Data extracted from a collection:
------------------------

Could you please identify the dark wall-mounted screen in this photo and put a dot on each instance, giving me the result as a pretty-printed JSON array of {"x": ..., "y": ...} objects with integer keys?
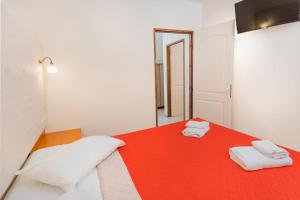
[{"x": 259, "y": 14}]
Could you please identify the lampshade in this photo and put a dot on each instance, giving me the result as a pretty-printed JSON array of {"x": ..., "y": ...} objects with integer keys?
[{"x": 52, "y": 69}]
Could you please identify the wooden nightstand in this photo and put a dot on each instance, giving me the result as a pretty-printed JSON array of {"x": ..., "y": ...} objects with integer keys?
[{"x": 57, "y": 138}]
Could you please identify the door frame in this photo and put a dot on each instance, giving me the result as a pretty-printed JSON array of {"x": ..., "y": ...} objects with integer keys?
[
  {"x": 191, "y": 56},
  {"x": 169, "y": 79}
]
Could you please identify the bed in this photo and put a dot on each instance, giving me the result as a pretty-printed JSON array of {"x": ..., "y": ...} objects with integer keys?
[
  {"x": 162, "y": 164},
  {"x": 165, "y": 165}
]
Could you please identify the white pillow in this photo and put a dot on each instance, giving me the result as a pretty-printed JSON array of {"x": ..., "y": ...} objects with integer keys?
[{"x": 68, "y": 164}]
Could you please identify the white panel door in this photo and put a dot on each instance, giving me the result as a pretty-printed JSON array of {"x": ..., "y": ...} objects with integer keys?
[
  {"x": 213, "y": 70},
  {"x": 177, "y": 79}
]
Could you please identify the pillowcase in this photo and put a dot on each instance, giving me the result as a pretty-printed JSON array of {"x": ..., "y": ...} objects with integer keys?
[{"x": 66, "y": 165}]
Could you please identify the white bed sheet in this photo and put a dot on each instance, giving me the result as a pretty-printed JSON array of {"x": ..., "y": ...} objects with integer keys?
[{"x": 26, "y": 188}]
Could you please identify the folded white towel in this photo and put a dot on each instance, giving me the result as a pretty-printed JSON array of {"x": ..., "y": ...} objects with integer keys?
[
  {"x": 196, "y": 124},
  {"x": 250, "y": 159},
  {"x": 195, "y": 132},
  {"x": 270, "y": 149}
]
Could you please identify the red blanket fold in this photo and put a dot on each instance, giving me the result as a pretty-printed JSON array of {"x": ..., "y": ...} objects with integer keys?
[{"x": 165, "y": 165}]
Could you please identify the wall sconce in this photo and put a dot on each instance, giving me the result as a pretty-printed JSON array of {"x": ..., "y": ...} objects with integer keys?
[{"x": 51, "y": 68}]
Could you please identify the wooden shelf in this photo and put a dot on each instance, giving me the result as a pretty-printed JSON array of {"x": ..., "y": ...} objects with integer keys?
[{"x": 57, "y": 138}]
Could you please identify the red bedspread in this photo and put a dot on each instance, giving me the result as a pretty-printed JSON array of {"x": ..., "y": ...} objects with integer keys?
[{"x": 165, "y": 165}]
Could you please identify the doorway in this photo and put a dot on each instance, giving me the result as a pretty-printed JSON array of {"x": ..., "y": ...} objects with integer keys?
[{"x": 173, "y": 75}]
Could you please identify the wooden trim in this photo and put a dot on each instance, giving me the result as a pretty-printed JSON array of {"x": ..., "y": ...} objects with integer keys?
[
  {"x": 155, "y": 77},
  {"x": 169, "y": 79},
  {"x": 163, "y": 30},
  {"x": 191, "y": 34},
  {"x": 191, "y": 75},
  {"x": 173, "y": 43}
]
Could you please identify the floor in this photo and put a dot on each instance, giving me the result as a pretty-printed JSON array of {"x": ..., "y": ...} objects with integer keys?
[{"x": 164, "y": 120}]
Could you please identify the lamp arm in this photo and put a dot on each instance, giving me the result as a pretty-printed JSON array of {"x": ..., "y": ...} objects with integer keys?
[{"x": 45, "y": 58}]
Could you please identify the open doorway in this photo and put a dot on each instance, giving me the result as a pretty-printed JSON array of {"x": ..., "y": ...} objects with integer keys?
[{"x": 173, "y": 75}]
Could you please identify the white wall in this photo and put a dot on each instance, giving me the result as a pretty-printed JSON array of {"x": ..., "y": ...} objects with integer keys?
[
  {"x": 23, "y": 113},
  {"x": 104, "y": 50},
  {"x": 169, "y": 38},
  {"x": 266, "y": 89}
]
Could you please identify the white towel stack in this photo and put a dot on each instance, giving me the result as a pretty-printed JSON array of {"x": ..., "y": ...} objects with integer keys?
[
  {"x": 260, "y": 156},
  {"x": 270, "y": 149},
  {"x": 196, "y": 129}
]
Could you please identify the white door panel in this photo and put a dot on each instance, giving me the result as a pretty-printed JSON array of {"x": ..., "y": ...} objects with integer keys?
[{"x": 213, "y": 73}]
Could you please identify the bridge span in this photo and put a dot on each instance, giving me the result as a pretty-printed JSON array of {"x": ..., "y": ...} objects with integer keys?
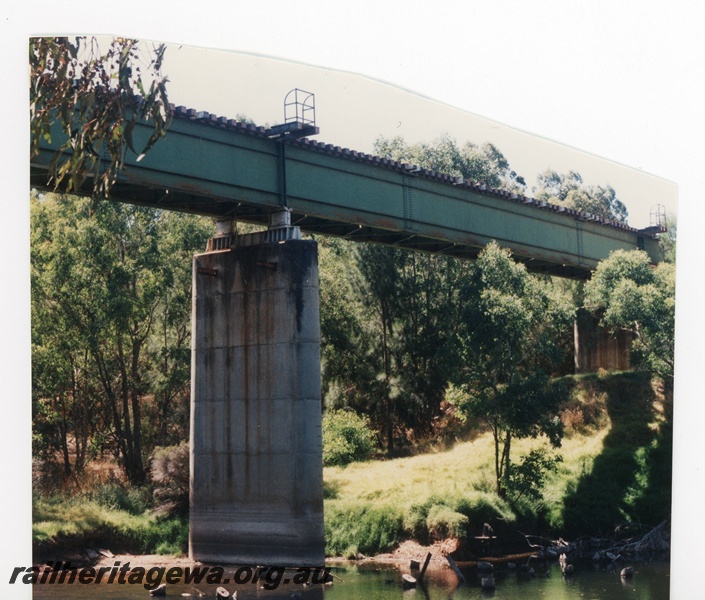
[
  {"x": 216, "y": 166},
  {"x": 256, "y": 450}
]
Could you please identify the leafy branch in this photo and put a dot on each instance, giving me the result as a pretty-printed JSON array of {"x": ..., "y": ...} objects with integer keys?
[{"x": 97, "y": 98}]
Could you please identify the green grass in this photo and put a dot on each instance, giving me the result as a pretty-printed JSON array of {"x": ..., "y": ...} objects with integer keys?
[
  {"x": 79, "y": 522},
  {"x": 615, "y": 470}
]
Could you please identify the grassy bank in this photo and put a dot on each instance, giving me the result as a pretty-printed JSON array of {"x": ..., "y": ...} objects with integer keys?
[
  {"x": 615, "y": 471},
  {"x": 99, "y": 520}
]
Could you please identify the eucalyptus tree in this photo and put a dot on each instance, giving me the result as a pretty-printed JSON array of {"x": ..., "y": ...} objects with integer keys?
[
  {"x": 569, "y": 189},
  {"x": 627, "y": 292},
  {"x": 97, "y": 96},
  {"x": 483, "y": 164},
  {"x": 110, "y": 307},
  {"x": 512, "y": 323}
]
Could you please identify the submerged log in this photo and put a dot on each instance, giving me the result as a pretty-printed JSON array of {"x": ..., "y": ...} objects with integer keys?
[
  {"x": 408, "y": 582},
  {"x": 455, "y": 568},
  {"x": 425, "y": 566}
]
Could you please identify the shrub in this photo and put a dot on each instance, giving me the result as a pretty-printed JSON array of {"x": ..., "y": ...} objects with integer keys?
[
  {"x": 170, "y": 474},
  {"x": 346, "y": 438},
  {"x": 117, "y": 496}
]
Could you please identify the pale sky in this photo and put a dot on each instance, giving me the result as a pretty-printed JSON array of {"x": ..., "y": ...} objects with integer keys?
[{"x": 620, "y": 80}]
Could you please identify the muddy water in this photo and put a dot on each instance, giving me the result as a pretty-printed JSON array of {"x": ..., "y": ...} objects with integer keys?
[{"x": 651, "y": 581}]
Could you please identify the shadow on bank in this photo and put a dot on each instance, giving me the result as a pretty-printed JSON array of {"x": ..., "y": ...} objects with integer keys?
[{"x": 629, "y": 482}]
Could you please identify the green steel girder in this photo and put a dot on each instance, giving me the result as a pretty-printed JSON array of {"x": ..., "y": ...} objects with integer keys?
[{"x": 214, "y": 168}]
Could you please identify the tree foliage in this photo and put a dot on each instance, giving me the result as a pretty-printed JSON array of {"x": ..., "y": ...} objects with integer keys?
[
  {"x": 483, "y": 164},
  {"x": 346, "y": 438},
  {"x": 627, "y": 292},
  {"x": 110, "y": 324},
  {"x": 97, "y": 97},
  {"x": 512, "y": 323},
  {"x": 569, "y": 189}
]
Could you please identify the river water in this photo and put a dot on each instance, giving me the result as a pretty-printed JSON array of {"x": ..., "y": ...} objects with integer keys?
[{"x": 651, "y": 581}]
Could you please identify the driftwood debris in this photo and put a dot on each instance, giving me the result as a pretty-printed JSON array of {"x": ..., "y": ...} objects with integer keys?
[
  {"x": 159, "y": 591},
  {"x": 425, "y": 566},
  {"x": 456, "y": 570}
]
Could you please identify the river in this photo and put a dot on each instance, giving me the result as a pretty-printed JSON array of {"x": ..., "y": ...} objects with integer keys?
[{"x": 383, "y": 582}]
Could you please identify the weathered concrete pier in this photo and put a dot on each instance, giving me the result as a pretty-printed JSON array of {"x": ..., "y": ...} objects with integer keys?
[{"x": 256, "y": 470}]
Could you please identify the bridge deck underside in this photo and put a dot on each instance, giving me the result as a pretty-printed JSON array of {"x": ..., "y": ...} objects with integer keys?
[{"x": 244, "y": 175}]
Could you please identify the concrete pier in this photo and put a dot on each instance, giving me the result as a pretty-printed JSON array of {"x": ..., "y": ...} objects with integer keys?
[
  {"x": 596, "y": 348},
  {"x": 256, "y": 466}
]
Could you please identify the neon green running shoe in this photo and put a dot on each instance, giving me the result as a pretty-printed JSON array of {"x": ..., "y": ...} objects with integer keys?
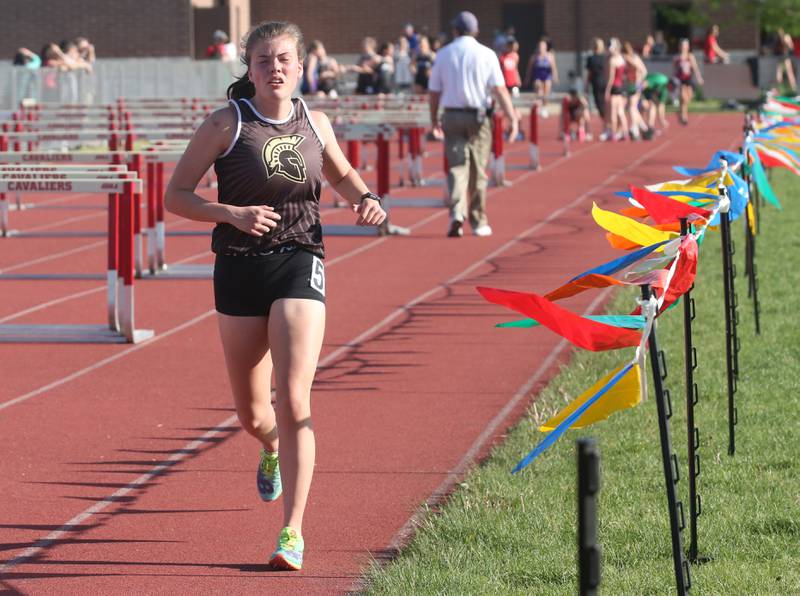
[
  {"x": 289, "y": 554},
  {"x": 268, "y": 477}
]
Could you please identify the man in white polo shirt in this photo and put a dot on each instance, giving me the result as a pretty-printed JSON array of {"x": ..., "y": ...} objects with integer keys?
[{"x": 465, "y": 77}]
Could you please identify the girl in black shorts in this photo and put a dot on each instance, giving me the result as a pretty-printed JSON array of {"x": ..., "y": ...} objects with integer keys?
[{"x": 270, "y": 154}]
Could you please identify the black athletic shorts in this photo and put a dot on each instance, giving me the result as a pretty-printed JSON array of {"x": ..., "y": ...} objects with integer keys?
[{"x": 246, "y": 286}]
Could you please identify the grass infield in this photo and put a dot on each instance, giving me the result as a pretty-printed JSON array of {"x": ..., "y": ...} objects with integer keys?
[{"x": 504, "y": 534}]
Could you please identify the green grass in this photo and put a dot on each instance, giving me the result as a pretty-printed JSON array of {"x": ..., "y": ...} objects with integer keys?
[{"x": 504, "y": 534}]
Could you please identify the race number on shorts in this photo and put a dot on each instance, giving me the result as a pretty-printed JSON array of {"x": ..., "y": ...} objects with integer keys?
[{"x": 317, "y": 275}]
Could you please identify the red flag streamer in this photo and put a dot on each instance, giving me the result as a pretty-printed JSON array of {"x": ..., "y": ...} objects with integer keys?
[
  {"x": 685, "y": 272},
  {"x": 580, "y": 331},
  {"x": 663, "y": 209}
]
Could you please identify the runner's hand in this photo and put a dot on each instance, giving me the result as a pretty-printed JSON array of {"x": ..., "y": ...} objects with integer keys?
[
  {"x": 370, "y": 213},
  {"x": 255, "y": 220}
]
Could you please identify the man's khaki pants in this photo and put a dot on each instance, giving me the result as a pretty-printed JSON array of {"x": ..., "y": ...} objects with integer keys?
[{"x": 467, "y": 144}]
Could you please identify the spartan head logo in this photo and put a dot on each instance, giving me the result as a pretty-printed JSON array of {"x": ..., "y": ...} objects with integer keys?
[{"x": 281, "y": 157}]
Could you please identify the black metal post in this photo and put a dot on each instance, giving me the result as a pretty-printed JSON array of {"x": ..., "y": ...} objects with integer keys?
[
  {"x": 588, "y": 488},
  {"x": 730, "y": 339},
  {"x": 693, "y": 432},
  {"x": 669, "y": 460}
]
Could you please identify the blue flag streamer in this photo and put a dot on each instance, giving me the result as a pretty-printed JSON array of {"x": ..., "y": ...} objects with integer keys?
[
  {"x": 556, "y": 433},
  {"x": 622, "y": 262},
  {"x": 733, "y": 159},
  {"x": 626, "y": 321}
]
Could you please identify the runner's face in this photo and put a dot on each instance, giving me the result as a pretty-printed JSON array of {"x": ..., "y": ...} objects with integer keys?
[{"x": 275, "y": 67}]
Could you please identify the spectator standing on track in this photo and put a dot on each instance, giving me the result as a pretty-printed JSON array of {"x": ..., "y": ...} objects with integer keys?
[
  {"x": 463, "y": 80},
  {"x": 654, "y": 100},
  {"x": 543, "y": 72},
  {"x": 27, "y": 81},
  {"x": 403, "y": 77},
  {"x": 687, "y": 72},
  {"x": 321, "y": 72},
  {"x": 615, "y": 93},
  {"x": 635, "y": 72},
  {"x": 270, "y": 154},
  {"x": 221, "y": 47},
  {"x": 783, "y": 50},
  {"x": 85, "y": 50},
  {"x": 30, "y": 60},
  {"x": 423, "y": 62},
  {"x": 412, "y": 37},
  {"x": 711, "y": 50},
  {"x": 365, "y": 67},
  {"x": 659, "y": 51},
  {"x": 509, "y": 64},
  {"x": 501, "y": 39},
  {"x": 384, "y": 70},
  {"x": 596, "y": 77},
  {"x": 647, "y": 48}
]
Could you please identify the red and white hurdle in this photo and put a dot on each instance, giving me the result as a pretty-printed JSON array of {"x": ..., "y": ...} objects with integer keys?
[{"x": 119, "y": 276}]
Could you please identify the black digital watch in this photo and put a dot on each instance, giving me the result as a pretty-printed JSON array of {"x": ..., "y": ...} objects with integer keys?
[{"x": 370, "y": 195}]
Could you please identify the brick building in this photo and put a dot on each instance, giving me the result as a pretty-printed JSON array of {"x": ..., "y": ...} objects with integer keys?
[{"x": 130, "y": 28}]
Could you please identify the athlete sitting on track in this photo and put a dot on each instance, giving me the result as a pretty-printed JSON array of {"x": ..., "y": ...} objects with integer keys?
[{"x": 270, "y": 153}]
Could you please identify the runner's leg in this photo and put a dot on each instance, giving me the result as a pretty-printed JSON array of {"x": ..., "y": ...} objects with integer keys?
[
  {"x": 245, "y": 341},
  {"x": 296, "y": 329}
]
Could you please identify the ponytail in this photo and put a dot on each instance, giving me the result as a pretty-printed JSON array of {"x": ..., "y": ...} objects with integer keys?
[{"x": 241, "y": 88}]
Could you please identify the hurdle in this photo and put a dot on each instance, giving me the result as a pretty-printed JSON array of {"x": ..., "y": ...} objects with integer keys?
[
  {"x": 54, "y": 181},
  {"x": 112, "y": 161},
  {"x": 497, "y": 161},
  {"x": 533, "y": 147},
  {"x": 565, "y": 124},
  {"x": 120, "y": 327}
]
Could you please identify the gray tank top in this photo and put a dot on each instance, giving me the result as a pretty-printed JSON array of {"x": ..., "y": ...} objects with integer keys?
[{"x": 276, "y": 163}]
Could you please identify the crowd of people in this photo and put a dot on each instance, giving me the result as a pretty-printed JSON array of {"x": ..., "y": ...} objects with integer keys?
[
  {"x": 401, "y": 66},
  {"x": 68, "y": 55}
]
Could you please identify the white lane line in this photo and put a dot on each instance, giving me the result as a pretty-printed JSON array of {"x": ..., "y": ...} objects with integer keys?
[
  {"x": 77, "y": 295},
  {"x": 62, "y": 222},
  {"x": 48, "y": 540},
  {"x": 54, "y": 256}
]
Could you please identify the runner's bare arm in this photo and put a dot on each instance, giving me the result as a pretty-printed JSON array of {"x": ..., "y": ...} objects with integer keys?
[
  {"x": 211, "y": 140},
  {"x": 343, "y": 178}
]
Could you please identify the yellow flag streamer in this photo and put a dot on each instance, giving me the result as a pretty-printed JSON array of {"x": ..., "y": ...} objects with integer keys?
[
  {"x": 625, "y": 394},
  {"x": 638, "y": 233}
]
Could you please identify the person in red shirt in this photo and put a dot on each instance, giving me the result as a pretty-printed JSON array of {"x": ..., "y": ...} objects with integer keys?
[
  {"x": 713, "y": 53},
  {"x": 509, "y": 64}
]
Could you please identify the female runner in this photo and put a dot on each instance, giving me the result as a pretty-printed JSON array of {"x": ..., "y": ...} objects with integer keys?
[
  {"x": 270, "y": 154},
  {"x": 615, "y": 98},
  {"x": 542, "y": 69},
  {"x": 685, "y": 68}
]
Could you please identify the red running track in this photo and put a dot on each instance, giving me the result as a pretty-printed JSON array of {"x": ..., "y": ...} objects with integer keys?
[{"x": 123, "y": 468}]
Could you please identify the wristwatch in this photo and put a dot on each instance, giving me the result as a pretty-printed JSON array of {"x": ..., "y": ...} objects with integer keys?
[{"x": 370, "y": 195}]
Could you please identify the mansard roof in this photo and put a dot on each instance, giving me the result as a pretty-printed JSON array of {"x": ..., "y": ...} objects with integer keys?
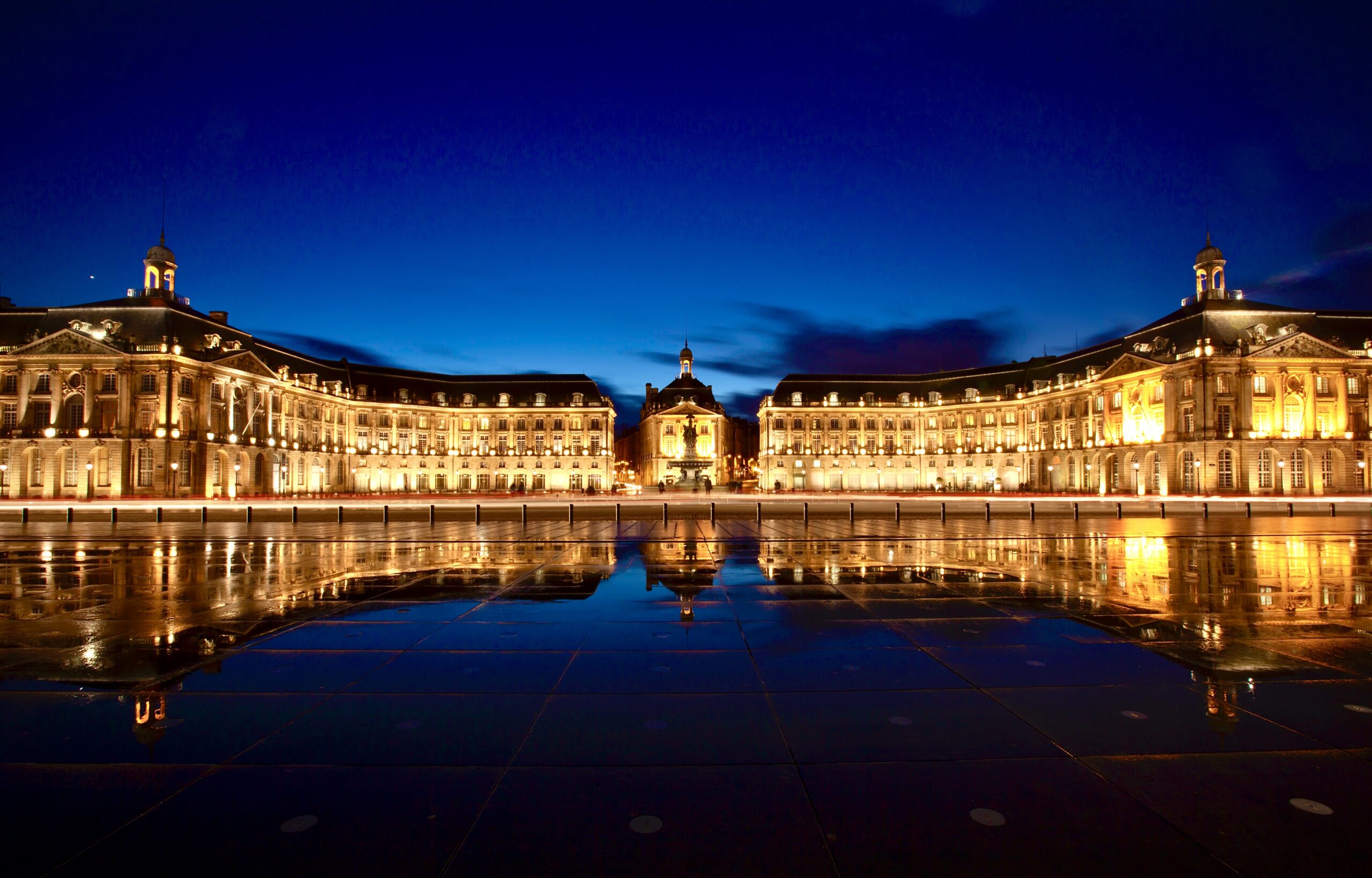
[
  {"x": 1233, "y": 326},
  {"x": 145, "y": 320}
]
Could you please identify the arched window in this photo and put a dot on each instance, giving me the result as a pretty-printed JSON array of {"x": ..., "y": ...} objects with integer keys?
[{"x": 76, "y": 412}]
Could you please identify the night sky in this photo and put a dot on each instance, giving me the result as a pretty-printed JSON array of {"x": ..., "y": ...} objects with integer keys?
[{"x": 503, "y": 187}]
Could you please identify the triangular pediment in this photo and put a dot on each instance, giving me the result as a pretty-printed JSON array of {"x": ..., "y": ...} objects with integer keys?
[
  {"x": 250, "y": 363},
  {"x": 65, "y": 342},
  {"x": 687, "y": 408},
  {"x": 1301, "y": 345},
  {"x": 1127, "y": 364}
]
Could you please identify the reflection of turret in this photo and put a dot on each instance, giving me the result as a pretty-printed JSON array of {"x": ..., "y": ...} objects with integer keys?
[
  {"x": 150, "y": 719},
  {"x": 681, "y": 570}
]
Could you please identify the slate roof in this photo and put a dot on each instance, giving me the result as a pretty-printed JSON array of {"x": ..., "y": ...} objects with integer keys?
[
  {"x": 146, "y": 320},
  {"x": 1224, "y": 321}
]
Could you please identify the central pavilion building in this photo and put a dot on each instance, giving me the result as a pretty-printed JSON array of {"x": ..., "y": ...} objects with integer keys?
[{"x": 1224, "y": 395}]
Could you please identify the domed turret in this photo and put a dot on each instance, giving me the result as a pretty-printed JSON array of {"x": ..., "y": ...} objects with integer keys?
[
  {"x": 1209, "y": 269},
  {"x": 160, "y": 268}
]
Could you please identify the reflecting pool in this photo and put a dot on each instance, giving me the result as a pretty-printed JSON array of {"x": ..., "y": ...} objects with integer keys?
[{"x": 681, "y": 699}]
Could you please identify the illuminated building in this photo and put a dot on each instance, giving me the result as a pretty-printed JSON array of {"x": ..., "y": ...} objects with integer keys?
[
  {"x": 1224, "y": 395},
  {"x": 145, "y": 395},
  {"x": 660, "y": 444}
]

------------------------

▶ [Work to do]:
Repeat only the stretch of lines that begins at the line containing "Could you please identify the arched" and ends at the last line above, both included.

▶ [Problem solution]:
Could you please identify the arched window in this photo and put a dot on each instance, giving me the result as a pretty-printed JSON array of {"x": ..., "y": ...} objects with integer keys?
[{"x": 76, "y": 412}]
Could you please identify the night sky in this photo and put a dot on each instance, giving me the result as a pretty-printed JSON array of {"x": ..., "y": ...} objects with integer keys?
[{"x": 503, "y": 187}]
Could you please identify the triangular pediment in this photo and put a dot on each instance, giving me the result as a pretty-printed JSON array of {"x": ..., "y": ...} objects with integer keys?
[
  {"x": 250, "y": 363},
  {"x": 65, "y": 342},
  {"x": 687, "y": 408},
  {"x": 1301, "y": 345},
  {"x": 1127, "y": 364}
]
Could you please identify the reflection of turret in this photo and put a dot on each instance, giving me the result as a pretty-printed JSON array of {"x": ..., "y": ...} objects with integer keys?
[
  {"x": 150, "y": 719},
  {"x": 681, "y": 570}
]
Could you please identify the slate roof in this photo and put a dot on each instance, giving me the result as a pretty-printed JSON array of {"x": ..., "y": ...} objects with integer keys?
[
  {"x": 146, "y": 320},
  {"x": 1224, "y": 321}
]
Could you please identify the central pavilion building in this photo and put a dot on each instance, giving me the result as a pretty-printed JSON array of {"x": ..., "y": ...} objects with integer keys?
[{"x": 1224, "y": 395}]
Could you please identify the domed turret in this photo and put a dot on each instance, giving me the result as a pretty-printed JSON array of {"x": ..., "y": ...} objects with integer keys?
[
  {"x": 1209, "y": 269},
  {"x": 160, "y": 268}
]
Could you please identify the reflecting pool in this photo and put a dot on each instance, giving me the result as a pretty-printed JSON array of {"x": ..., "y": ...} objects with integer keys?
[{"x": 681, "y": 699}]
Could you please identify the illuminated building in this photo and put a dot on each instance, giving me the result as a pretty-printed JSON array of {"x": ..., "y": ...} objects with integer keys?
[
  {"x": 1224, "y": 395},
  {"x": 145, "y": 395},
  {"x": 660, "y": 444}
]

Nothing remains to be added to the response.